DATA FOR THIS EXERCISE —
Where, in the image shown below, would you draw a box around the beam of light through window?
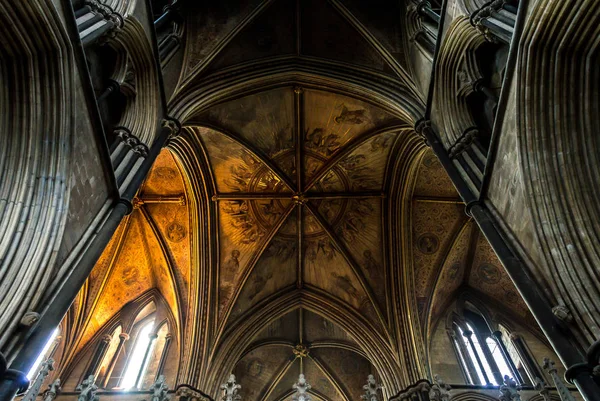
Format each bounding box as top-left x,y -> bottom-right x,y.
120,322 -> 154,389
466,323 -> 497,385
458,325 -> 487,385
27,328 -> 59,380
487,337 -> 512,379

WHAT THE EXERCISE ASKS —
Your copy should hold all the data word for word. It should hold no pictures.

EXERCISE ANSWER —
Where, in the image shown below, would you draw a box around the beam of light through window?
Format each bounding box as top-left x,y -> bottom-right x,y.
120,322 -> 154,389
466,323 -> 497,385
458,325 -> 487,385
27,328 -> 59,380
487,337 -> 512,379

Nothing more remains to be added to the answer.